Action item
Within the records, say how many lines include the word "laces"; the answer should be the number and no more.

Data for analysis
####

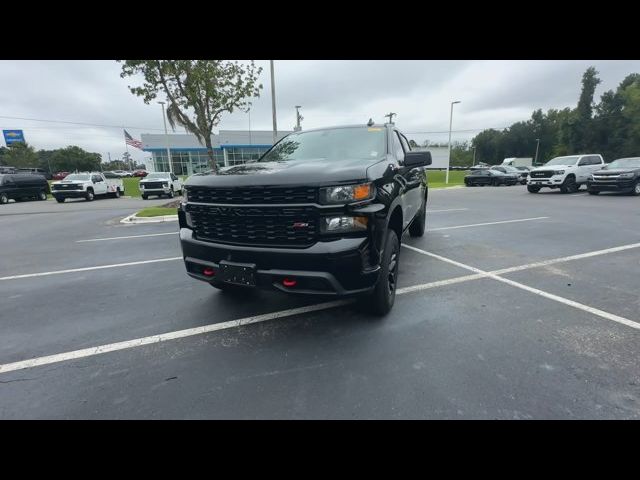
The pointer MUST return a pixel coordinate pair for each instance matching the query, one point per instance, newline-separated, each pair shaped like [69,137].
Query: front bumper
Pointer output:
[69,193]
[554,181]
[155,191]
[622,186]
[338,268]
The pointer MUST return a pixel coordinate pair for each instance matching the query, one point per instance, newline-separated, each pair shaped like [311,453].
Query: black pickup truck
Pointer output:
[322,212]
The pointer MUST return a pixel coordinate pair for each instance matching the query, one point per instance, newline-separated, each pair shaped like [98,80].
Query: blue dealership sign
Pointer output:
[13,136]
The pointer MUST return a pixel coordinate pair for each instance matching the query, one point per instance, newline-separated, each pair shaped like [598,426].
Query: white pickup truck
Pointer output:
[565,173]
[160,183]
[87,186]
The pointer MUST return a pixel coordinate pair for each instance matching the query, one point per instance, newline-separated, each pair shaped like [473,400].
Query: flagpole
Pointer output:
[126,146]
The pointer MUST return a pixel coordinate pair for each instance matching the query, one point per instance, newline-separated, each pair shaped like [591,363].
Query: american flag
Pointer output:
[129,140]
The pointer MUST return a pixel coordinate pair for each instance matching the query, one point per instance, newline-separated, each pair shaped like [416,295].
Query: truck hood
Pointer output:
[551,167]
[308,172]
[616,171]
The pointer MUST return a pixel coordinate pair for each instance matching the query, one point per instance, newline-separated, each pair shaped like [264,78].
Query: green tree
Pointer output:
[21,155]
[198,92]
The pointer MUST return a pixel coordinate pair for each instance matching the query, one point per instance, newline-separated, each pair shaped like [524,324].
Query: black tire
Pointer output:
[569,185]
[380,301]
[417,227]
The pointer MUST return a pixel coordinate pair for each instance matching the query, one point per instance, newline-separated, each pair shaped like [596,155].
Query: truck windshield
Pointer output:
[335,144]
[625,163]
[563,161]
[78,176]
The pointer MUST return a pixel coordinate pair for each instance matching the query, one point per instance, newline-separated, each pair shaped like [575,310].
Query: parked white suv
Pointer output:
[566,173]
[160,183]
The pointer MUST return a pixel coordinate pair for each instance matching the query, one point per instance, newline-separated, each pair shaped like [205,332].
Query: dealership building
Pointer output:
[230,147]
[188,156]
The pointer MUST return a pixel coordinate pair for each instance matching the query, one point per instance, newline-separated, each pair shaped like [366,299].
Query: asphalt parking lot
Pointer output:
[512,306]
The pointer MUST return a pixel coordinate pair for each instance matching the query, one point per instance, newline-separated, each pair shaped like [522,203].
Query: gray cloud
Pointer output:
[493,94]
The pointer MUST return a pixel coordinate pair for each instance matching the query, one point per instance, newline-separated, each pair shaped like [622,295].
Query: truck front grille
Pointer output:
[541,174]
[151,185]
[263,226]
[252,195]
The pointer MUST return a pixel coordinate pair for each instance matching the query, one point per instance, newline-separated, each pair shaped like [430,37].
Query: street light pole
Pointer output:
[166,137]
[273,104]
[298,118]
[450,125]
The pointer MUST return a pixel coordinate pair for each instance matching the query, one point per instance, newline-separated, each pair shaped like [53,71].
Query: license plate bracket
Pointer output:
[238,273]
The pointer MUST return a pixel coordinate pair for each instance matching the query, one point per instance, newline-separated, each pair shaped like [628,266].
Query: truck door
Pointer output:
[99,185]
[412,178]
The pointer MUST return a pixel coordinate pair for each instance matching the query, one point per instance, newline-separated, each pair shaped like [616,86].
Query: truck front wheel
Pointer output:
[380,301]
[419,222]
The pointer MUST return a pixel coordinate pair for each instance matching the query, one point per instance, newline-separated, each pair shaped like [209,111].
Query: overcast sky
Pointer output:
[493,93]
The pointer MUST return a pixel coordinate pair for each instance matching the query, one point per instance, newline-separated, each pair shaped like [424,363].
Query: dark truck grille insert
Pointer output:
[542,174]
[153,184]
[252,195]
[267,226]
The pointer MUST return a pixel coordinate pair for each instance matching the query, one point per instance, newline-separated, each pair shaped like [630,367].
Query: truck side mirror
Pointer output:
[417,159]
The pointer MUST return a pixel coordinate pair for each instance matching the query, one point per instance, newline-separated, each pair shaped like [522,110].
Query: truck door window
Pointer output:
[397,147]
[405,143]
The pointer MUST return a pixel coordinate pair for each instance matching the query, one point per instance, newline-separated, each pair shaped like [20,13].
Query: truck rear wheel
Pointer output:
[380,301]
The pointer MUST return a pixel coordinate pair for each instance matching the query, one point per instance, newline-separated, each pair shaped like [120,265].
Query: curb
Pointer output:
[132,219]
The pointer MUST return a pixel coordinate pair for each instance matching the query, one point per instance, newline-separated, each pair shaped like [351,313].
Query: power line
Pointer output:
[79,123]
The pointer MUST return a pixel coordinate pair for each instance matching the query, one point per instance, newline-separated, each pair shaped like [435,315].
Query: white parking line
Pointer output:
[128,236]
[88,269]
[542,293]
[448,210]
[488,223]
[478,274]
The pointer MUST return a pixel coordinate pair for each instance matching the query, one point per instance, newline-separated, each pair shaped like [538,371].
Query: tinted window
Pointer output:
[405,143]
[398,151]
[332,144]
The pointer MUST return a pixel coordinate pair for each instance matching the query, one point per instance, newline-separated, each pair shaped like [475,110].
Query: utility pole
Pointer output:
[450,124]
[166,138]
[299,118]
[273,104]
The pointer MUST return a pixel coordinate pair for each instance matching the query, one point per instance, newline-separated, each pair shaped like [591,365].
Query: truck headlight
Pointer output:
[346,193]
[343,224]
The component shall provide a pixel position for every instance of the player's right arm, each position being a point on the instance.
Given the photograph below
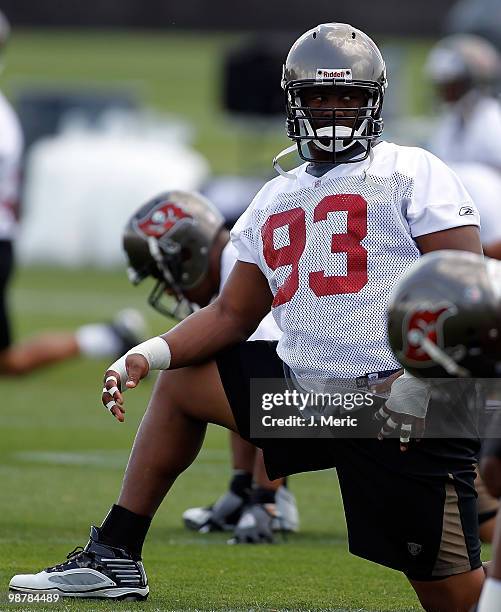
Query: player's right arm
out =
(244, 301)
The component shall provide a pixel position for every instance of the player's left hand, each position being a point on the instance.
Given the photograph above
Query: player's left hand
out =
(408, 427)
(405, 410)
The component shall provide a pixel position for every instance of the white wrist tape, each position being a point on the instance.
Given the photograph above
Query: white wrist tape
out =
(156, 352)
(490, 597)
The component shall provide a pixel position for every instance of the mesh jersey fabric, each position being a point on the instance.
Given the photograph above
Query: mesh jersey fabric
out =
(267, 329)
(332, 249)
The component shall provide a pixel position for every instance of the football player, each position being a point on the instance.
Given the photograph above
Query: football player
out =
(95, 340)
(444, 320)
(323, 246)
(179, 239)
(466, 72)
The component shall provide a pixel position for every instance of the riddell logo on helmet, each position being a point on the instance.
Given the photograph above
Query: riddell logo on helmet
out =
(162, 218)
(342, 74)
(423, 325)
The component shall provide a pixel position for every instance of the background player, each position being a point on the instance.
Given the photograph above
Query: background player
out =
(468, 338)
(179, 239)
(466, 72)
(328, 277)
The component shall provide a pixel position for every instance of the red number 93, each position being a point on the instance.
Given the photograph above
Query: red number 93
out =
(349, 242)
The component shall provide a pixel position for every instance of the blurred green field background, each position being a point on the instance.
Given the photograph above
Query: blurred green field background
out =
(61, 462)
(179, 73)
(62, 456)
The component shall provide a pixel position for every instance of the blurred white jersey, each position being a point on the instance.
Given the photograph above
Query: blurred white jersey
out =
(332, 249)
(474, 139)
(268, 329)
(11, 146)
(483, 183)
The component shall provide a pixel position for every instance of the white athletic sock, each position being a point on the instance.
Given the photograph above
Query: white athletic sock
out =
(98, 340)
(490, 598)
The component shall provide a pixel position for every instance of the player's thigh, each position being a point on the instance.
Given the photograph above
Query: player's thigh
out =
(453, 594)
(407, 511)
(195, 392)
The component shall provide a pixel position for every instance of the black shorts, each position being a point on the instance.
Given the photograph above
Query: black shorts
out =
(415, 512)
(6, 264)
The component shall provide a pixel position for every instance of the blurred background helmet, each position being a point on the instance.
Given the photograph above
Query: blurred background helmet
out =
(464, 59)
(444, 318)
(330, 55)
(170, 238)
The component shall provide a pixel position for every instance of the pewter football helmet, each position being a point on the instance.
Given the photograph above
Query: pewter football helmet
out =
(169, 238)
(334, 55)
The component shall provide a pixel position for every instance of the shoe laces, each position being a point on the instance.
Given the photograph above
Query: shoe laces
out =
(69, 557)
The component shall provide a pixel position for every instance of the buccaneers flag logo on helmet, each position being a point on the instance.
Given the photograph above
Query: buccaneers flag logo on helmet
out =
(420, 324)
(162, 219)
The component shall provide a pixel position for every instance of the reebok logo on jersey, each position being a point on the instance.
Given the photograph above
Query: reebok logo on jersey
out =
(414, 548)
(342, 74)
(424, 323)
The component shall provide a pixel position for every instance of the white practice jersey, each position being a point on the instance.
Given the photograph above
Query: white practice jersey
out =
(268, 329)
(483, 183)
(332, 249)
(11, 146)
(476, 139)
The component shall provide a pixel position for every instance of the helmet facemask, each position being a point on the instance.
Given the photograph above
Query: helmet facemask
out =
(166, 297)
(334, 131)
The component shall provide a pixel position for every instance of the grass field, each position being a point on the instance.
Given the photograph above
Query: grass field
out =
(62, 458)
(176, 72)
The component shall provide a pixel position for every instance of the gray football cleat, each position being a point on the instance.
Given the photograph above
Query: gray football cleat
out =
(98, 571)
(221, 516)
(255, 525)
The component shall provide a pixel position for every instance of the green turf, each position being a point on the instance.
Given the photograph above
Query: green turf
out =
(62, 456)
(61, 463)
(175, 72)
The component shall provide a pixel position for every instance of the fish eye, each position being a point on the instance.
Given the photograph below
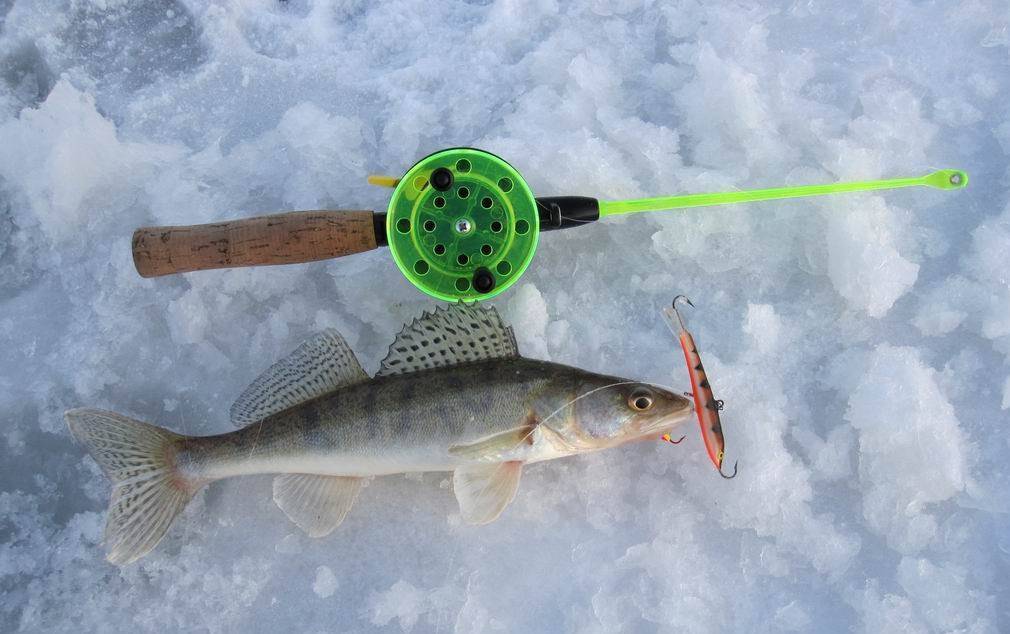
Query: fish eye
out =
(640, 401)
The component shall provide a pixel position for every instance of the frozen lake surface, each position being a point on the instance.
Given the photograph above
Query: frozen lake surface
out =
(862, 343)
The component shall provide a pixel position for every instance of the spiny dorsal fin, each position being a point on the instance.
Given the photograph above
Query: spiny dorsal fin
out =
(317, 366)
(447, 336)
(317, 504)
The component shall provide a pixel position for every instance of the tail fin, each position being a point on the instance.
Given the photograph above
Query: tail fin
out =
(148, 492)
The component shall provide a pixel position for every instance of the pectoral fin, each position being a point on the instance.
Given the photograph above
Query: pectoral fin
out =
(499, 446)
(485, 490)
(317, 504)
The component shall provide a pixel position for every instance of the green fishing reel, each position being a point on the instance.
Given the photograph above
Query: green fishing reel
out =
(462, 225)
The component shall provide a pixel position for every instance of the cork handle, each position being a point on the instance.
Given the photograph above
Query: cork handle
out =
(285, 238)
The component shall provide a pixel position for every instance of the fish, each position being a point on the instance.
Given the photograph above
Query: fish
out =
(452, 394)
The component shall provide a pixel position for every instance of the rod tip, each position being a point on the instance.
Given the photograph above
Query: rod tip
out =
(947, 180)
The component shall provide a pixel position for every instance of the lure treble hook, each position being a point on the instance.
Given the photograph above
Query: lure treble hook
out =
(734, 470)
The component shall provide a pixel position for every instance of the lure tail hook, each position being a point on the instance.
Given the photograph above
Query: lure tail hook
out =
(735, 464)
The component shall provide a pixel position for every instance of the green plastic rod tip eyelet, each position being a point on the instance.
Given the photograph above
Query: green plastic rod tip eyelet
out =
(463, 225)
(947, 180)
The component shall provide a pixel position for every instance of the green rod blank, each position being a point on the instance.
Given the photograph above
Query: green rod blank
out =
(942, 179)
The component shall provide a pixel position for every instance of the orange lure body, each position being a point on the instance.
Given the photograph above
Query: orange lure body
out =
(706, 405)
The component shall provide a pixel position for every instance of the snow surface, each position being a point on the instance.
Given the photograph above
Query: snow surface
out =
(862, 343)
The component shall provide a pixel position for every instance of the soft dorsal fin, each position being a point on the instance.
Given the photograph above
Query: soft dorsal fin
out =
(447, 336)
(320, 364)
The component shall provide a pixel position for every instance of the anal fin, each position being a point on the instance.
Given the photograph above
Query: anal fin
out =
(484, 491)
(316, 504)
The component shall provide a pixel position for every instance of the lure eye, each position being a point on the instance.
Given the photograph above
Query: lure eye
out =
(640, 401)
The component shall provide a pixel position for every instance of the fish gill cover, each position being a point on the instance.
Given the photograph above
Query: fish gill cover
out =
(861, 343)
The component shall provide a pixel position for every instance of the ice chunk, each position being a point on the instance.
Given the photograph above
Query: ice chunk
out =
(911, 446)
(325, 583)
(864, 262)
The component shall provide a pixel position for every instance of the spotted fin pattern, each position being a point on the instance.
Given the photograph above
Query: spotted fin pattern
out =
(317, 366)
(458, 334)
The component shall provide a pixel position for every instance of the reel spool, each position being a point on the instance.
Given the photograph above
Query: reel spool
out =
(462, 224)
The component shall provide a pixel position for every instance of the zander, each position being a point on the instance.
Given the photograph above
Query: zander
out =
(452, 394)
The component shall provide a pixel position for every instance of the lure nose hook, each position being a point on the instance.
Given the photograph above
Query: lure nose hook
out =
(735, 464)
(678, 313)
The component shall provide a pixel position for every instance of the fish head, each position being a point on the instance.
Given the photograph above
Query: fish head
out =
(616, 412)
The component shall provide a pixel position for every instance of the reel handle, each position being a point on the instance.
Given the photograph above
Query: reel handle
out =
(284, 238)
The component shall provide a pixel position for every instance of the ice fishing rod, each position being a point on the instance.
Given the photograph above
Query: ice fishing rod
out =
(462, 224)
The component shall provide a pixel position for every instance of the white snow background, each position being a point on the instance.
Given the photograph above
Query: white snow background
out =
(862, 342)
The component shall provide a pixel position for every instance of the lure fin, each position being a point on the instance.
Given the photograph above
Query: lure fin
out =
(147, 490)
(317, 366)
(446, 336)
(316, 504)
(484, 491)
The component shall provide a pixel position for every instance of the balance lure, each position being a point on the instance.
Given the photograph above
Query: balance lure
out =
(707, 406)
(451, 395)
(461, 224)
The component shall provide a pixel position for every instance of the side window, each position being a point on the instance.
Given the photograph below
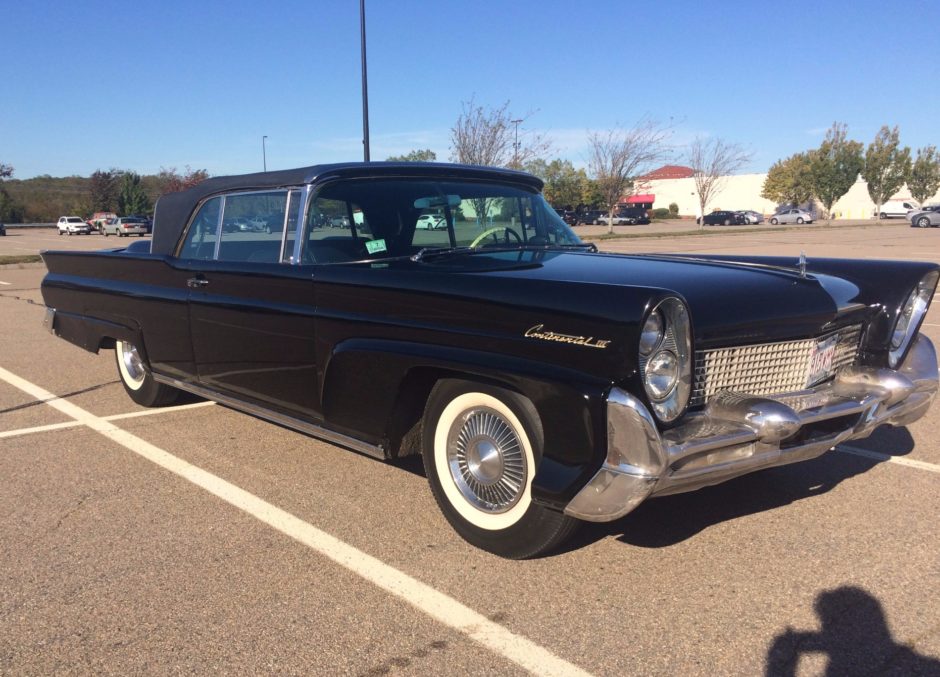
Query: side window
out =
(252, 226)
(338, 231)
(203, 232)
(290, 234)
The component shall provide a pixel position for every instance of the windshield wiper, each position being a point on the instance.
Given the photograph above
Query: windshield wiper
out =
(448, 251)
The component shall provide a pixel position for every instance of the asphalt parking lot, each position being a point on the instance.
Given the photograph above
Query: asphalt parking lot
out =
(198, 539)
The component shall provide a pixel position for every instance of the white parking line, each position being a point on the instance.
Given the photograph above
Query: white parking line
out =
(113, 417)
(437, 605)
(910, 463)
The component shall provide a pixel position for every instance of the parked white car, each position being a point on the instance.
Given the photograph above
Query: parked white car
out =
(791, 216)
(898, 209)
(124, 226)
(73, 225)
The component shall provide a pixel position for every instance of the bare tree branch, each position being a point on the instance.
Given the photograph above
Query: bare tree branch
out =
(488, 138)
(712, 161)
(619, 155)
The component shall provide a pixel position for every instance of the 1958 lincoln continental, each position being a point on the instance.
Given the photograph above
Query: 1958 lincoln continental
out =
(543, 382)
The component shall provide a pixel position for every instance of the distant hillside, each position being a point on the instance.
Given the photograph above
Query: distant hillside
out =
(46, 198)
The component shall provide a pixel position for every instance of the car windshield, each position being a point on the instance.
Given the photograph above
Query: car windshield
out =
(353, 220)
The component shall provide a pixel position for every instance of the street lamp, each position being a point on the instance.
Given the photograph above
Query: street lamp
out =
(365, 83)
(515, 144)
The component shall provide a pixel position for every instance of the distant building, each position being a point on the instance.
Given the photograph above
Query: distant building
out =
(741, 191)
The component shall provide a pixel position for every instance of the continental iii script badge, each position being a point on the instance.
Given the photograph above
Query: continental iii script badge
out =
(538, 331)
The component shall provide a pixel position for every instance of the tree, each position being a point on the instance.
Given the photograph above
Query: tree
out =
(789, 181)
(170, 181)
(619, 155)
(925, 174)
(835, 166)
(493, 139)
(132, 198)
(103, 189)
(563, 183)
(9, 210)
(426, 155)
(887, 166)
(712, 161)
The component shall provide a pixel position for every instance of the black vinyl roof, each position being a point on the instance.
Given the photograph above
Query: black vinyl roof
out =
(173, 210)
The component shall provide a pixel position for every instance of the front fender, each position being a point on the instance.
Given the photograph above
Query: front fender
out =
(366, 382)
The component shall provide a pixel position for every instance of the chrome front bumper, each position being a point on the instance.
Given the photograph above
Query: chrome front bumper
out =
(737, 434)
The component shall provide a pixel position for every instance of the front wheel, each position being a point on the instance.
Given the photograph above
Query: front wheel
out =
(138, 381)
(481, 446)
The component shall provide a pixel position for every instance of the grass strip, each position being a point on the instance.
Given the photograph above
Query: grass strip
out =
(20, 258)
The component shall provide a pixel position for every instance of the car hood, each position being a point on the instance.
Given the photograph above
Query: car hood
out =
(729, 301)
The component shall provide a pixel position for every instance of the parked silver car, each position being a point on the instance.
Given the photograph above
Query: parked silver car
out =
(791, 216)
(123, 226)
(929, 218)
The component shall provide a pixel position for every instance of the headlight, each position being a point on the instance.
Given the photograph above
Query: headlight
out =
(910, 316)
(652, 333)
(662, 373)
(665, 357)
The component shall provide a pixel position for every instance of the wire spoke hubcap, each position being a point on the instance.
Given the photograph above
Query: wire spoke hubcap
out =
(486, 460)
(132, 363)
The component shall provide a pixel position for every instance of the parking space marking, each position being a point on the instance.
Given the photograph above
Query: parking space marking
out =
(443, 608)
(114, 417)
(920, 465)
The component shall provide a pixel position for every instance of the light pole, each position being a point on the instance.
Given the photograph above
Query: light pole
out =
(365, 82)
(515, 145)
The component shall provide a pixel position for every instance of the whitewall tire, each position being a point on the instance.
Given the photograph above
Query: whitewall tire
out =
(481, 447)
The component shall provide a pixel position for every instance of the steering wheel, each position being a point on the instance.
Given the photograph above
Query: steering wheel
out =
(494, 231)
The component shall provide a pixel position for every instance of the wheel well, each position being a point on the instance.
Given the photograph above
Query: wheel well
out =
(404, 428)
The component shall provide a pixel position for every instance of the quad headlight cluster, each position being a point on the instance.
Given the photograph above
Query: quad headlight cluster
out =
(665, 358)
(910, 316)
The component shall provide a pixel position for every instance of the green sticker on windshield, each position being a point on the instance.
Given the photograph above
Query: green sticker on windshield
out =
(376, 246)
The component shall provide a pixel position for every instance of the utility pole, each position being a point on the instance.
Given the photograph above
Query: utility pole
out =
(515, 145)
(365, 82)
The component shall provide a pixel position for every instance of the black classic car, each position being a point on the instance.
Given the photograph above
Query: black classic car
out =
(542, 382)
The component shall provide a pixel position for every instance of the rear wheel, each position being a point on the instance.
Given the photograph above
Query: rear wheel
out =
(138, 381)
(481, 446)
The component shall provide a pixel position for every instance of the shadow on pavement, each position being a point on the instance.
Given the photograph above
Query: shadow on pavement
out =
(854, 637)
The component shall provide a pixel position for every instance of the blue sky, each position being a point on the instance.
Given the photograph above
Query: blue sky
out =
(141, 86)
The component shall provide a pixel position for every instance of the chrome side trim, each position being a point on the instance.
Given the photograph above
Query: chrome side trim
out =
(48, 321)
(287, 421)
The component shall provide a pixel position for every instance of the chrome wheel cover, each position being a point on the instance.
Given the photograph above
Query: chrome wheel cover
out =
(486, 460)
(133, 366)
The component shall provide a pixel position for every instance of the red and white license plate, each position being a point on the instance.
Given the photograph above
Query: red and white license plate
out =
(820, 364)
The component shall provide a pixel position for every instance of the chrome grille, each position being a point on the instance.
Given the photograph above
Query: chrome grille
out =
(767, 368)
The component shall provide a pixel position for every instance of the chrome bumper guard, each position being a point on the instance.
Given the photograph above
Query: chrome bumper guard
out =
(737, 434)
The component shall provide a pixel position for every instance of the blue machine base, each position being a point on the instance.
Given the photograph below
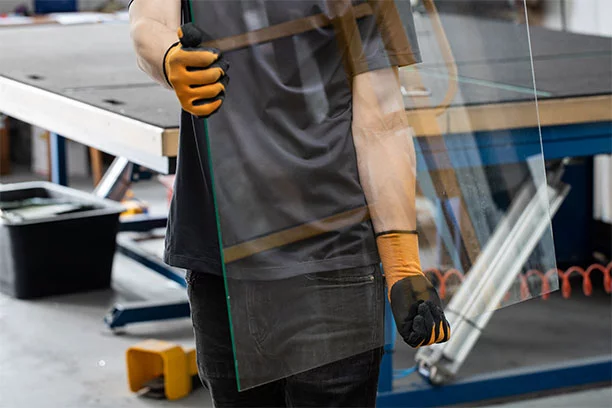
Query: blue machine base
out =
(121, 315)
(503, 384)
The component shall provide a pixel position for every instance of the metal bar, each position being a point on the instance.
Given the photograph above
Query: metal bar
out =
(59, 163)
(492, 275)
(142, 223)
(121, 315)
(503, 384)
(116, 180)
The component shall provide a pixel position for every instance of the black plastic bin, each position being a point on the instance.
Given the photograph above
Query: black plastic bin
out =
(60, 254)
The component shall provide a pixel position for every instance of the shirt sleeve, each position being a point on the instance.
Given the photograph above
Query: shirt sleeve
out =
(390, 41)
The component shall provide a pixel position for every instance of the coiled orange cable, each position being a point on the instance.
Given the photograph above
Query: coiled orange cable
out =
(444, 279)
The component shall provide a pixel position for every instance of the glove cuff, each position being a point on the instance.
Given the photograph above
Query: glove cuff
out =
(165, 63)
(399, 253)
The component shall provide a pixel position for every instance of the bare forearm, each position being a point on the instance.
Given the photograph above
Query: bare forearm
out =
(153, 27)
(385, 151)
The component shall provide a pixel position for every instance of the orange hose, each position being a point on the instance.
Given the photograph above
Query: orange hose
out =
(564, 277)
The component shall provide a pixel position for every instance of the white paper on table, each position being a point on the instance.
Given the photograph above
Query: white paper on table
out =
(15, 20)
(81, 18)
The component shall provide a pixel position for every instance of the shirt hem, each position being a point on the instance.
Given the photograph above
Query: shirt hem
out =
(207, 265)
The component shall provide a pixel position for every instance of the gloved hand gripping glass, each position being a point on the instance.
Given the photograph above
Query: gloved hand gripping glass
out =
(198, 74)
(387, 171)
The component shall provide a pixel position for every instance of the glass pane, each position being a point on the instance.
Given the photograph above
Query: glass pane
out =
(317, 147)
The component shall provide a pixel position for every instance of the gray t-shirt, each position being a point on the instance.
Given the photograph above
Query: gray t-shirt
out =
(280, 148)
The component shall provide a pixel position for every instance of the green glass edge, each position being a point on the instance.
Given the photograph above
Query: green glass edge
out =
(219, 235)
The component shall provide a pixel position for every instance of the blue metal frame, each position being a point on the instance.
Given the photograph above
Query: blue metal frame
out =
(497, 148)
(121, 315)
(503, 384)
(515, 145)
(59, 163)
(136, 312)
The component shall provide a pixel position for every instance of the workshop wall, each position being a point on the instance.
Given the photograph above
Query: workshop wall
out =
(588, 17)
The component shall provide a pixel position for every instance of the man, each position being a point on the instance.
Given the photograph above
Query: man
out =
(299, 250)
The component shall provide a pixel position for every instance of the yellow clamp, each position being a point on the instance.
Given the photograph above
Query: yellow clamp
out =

####

Task answer
2